Exercise —
Show each line of the material below that contains the word "refrigerator", copied in full. Matching is case-sensitive.

Materials provided —
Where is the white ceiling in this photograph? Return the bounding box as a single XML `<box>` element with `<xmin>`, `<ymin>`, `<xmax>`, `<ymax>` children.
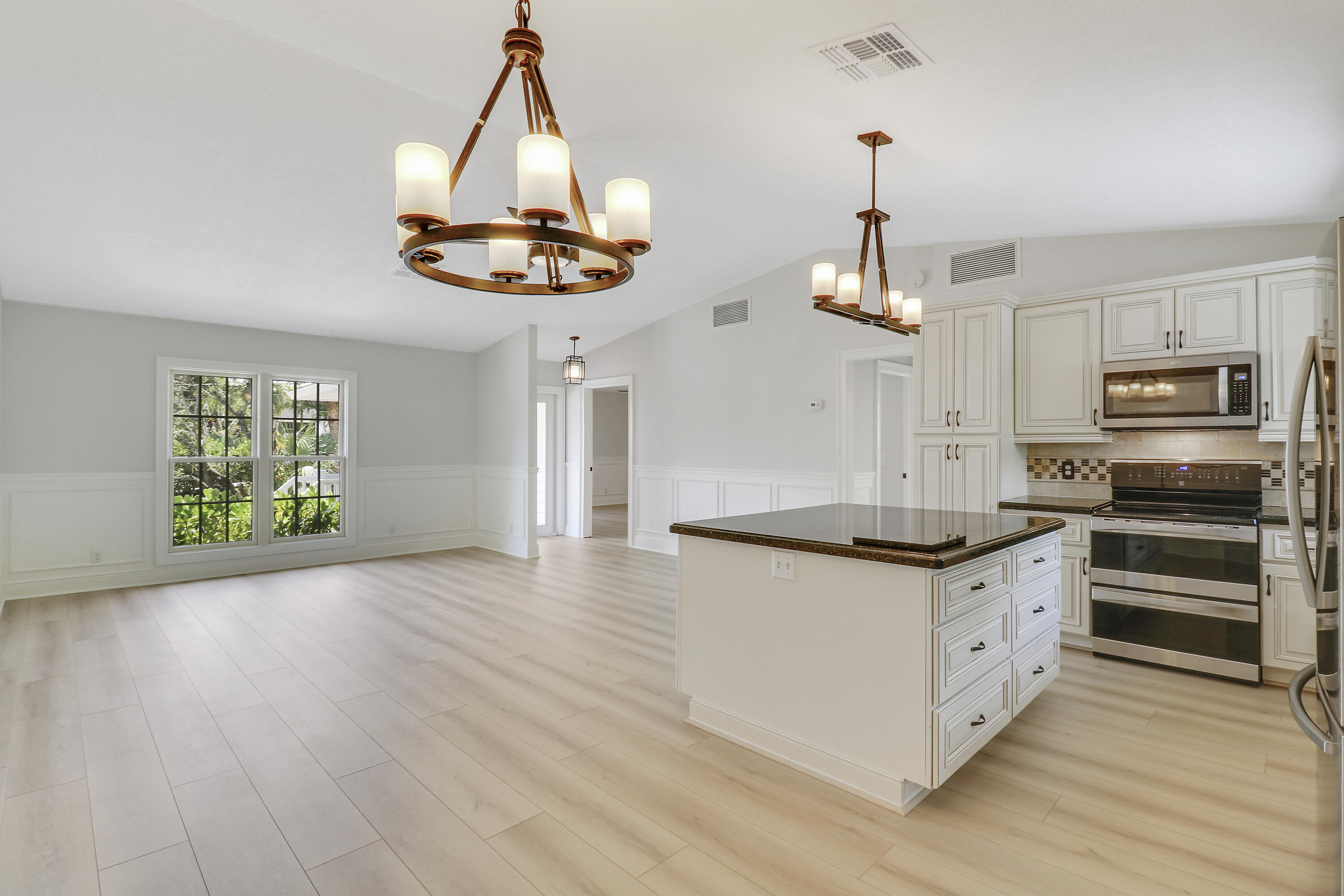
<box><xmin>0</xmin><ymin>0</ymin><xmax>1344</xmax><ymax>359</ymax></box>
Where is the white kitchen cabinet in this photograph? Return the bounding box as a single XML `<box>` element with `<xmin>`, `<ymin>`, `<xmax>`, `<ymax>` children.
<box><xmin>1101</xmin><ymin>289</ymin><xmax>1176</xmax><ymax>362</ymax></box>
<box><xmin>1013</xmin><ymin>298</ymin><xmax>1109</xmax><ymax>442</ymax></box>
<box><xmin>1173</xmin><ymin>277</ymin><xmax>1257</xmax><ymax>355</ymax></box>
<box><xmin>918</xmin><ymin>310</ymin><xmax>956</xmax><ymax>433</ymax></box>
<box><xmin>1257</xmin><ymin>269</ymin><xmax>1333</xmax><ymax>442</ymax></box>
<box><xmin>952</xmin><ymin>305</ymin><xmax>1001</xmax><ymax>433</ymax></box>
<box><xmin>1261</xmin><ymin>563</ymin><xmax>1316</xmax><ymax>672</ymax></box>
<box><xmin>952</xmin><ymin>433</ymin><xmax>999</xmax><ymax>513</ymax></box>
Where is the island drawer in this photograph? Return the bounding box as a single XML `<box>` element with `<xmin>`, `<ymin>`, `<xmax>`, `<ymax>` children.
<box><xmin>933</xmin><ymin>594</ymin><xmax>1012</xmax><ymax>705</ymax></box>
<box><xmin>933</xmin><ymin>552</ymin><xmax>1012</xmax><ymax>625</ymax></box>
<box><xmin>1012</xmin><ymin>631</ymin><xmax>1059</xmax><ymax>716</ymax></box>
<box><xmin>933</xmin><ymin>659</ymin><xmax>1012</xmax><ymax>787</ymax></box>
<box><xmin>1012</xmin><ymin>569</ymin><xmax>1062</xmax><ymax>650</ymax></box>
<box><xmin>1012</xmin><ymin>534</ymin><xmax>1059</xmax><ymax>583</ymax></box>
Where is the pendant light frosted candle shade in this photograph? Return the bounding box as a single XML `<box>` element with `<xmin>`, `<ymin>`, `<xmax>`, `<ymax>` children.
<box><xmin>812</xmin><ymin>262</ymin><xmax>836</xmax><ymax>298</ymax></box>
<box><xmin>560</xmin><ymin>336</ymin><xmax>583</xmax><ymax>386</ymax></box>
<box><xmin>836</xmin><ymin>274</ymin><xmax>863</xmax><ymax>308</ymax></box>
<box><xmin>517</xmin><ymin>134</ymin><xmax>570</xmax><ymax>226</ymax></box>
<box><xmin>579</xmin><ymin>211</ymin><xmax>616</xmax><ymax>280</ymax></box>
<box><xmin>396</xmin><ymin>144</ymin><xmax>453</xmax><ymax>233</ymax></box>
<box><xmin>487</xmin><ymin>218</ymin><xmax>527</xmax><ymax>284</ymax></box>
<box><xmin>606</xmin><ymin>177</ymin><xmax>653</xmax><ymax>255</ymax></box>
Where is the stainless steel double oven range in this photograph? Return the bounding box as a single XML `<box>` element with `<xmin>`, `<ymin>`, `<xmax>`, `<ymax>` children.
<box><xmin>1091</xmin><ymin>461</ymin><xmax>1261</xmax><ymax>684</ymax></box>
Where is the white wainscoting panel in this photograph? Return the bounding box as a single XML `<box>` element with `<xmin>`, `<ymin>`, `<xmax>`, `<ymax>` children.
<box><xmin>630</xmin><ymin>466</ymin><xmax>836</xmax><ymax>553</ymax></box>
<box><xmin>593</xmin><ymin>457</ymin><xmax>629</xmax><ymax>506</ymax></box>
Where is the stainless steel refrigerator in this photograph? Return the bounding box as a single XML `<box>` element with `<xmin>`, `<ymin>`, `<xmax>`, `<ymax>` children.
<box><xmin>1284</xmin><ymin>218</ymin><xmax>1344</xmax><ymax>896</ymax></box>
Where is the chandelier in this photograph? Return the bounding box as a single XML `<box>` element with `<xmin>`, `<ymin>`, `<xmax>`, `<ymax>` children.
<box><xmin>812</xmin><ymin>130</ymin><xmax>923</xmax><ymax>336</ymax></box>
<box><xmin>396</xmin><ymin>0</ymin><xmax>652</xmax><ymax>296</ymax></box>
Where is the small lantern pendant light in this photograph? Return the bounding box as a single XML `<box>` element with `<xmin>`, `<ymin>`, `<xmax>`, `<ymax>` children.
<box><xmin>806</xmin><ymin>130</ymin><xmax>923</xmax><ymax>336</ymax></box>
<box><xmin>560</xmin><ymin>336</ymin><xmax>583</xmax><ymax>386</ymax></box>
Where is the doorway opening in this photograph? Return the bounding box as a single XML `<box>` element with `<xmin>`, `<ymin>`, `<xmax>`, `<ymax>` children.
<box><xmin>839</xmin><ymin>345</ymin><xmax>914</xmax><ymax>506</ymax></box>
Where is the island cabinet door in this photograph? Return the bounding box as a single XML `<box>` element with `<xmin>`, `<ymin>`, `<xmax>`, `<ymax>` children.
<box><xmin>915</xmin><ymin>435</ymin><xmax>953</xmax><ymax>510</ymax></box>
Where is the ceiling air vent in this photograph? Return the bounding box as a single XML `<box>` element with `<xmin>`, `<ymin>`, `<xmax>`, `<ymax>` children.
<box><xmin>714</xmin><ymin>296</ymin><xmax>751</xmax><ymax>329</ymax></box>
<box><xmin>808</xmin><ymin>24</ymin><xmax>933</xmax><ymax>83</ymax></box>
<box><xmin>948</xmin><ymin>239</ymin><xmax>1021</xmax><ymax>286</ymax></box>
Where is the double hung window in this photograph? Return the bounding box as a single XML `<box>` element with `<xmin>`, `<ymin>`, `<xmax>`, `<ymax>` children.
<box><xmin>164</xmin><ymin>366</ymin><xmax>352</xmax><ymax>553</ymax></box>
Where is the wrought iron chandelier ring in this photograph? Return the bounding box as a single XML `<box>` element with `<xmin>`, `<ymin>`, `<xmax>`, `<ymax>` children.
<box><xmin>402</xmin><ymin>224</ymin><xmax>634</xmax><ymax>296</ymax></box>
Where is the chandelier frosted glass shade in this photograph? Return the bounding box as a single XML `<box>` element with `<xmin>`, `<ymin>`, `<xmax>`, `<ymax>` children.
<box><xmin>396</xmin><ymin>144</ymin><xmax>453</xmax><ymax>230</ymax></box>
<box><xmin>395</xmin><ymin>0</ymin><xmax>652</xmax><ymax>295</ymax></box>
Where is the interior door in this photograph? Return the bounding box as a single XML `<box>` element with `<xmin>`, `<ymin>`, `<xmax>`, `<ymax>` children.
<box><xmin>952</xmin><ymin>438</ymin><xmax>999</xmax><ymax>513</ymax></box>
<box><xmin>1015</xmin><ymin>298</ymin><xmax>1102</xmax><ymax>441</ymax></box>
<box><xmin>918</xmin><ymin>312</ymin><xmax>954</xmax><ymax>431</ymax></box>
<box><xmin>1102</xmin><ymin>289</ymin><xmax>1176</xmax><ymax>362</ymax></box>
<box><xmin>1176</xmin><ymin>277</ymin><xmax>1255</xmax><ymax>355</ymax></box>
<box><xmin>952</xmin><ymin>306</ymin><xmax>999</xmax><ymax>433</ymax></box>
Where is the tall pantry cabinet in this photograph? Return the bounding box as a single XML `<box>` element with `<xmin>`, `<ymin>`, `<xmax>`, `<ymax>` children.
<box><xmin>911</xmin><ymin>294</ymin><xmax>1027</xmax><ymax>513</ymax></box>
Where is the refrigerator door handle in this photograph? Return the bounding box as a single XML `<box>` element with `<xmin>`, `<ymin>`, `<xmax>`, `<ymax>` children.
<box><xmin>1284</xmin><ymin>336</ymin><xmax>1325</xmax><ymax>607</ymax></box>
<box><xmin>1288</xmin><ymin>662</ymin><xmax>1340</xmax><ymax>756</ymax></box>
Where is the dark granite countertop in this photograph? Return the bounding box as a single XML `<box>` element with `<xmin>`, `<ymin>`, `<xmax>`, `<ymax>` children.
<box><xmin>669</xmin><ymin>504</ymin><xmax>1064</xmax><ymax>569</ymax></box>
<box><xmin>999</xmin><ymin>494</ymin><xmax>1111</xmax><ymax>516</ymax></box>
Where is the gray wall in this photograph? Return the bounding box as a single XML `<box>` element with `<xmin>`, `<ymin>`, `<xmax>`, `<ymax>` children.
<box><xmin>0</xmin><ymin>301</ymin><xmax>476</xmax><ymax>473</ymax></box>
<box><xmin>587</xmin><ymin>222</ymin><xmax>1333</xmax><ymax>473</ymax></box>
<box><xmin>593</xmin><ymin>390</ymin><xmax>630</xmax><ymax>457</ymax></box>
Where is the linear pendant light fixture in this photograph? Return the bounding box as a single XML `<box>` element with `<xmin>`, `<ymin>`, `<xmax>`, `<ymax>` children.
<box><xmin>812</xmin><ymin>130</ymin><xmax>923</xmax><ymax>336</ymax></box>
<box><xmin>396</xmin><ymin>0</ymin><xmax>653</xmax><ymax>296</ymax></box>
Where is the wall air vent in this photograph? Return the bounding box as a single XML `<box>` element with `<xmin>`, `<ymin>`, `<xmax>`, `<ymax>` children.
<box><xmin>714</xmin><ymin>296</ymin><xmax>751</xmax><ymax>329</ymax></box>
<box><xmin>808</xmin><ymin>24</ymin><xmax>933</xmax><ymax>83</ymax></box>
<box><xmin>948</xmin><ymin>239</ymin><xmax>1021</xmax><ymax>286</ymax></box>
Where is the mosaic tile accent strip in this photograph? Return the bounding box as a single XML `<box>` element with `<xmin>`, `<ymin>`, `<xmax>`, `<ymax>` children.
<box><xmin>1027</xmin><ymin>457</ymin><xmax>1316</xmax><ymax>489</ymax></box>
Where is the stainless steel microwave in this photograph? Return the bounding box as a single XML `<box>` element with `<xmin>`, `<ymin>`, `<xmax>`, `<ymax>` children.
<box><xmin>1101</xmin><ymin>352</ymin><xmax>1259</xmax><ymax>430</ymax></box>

Written solution —
Where is the stainless steel refrigerator in this photograph? Return the bounding box as a single XML `<box>` element with `<xmin>`, `<ymin>`, `<xmax>`, `<ymax>` children.
Where is the refrigerator door handle in this photograph? Return the bounding box as a single XML `<box>` element with `<xmin>`, `<ymin>`, `<xmax>`, `<ymax>` children.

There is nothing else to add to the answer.